SHORT TASK: Arrange each line of the material below as a Markdown table with the columns Row and Text, numbering the rows and omitting any blank lines.

DATA RECORDS:
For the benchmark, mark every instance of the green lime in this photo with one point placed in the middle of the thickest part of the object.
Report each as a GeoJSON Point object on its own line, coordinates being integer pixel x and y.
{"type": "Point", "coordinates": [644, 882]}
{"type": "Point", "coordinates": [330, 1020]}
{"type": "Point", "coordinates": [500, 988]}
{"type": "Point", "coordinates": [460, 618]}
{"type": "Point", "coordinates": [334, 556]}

ANSWER TO THE PROBLEM:
| Row | Text |
|---|---|
| 1 | For the benchmark, mark every instance of the green lime in this photo with one point placed in the middle of the thickest part of the object. |
| 2 | Report each as a GeoJSON Point object on its own line, coordinates being integer pixel x and y. |
| 3 | {"type": "Point", "coordinates": [644, 882]} |
| 4 | {"type": "Point", "coordinates": [330, 1020]} |
| 5 | {"type": "Point", "coordinates": [500, 988]} |
| 6 | {"type": "Point", "coordinates": [460, 618]} |
| 7 | {"type": "Point", "coordinates": [334, 556]} |